Estratto da leggere |
----
Non vi è peraltro dubbio sulla piena utilizzabilità ai fini del decidere della predetta busta paga, trattandosi di scrittura che, provenendo da parte datoriale, ben può ora far prova in giudizio a carico della stessa.

Quanto alle altre condotte sanzionate con il licenziamento in esame, rileva il Giudice che, allo stato degli atti e nella contumacia del datore di lavoro su cui gravava il relativo onere, non solo non vi è prova in giudizio della loro attribuibilità e rimproverabilità alla P., ma, ancor prima, non vi è neppure riscontro della loro precisa consistenza fattuale, nulla emergendo in merito dalla lettera di licenziamento.
----
Materiale fornito |
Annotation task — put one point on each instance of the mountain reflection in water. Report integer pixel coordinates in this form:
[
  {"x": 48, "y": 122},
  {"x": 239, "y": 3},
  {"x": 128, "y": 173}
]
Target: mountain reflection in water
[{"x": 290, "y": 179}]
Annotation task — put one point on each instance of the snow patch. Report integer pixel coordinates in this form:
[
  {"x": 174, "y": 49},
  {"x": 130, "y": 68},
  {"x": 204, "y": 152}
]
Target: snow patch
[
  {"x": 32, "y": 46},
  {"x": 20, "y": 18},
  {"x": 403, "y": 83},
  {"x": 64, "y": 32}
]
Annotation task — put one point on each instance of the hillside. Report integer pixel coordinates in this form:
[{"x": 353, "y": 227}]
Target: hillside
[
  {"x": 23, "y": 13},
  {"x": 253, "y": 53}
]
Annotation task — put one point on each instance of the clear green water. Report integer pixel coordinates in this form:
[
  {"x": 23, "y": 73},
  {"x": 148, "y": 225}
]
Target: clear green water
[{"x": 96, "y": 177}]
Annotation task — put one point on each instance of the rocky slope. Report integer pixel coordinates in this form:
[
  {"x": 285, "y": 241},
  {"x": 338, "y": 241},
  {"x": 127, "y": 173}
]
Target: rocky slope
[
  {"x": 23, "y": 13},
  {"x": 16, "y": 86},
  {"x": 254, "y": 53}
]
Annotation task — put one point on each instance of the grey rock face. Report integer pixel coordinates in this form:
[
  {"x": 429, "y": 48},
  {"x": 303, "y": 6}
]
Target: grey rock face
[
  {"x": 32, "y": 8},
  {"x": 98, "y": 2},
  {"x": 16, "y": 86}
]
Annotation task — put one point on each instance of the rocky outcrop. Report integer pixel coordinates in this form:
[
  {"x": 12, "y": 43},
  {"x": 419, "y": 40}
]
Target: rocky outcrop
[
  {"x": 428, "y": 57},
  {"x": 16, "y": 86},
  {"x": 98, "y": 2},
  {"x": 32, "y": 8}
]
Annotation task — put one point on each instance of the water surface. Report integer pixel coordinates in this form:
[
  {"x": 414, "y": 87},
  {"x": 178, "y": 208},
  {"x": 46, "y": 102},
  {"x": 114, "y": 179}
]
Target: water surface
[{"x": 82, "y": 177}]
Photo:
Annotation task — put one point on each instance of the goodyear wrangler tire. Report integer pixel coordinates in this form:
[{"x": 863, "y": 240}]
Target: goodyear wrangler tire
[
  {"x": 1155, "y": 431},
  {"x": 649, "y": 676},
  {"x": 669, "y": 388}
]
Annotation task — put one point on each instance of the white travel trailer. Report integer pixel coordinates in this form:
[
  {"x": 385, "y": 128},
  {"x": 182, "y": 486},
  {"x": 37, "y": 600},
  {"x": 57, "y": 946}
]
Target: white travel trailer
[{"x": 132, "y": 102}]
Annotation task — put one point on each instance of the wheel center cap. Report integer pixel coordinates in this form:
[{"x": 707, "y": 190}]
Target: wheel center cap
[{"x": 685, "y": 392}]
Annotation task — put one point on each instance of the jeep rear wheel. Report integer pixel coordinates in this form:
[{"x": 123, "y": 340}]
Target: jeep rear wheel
----
Consegna 1 |
Rispondi alle seguenti domande sull'estratto sul licenziamento.
(a) Da quale parte proviene la busta paga?
(b) Chi si trovava in contumacia?
(c) Da quale documento non emerge nulla sulla precisa consistenza fattuale delle altre condotte?
Consegna 2 | Riscrivi il passo dell'estratto sul licenziamento che inizia dalle parole "Quanto alle altre" e fermati dopo "lettera di licenziamento.", scambiando "Giudice" con "Tribunale".
Per rispondere basati soltanto sull'estratto.

Risultato dell'esercizio 1 |
(a) Da parte datoriale.
(b) Il datore di lavoro.
(c) Dalla lettera di licenziamento.

Risultato dell'esercizio 2 |
Quanto alle altre condotte sanzionate con il licenziamento in esame, rileva il Tribunale che, allo stato degli atti e nella contumacia del datore di lavoro su cui gravava il relativo onere, non solo non vi è prova in giudizio della loro attribuibilità e rimproverabilità alla P., ma, ancor prima, non vi è neppure riscontro della loro precisa consistenza fattuale, nulla emergendo in merito dalla lettera di licenziamento.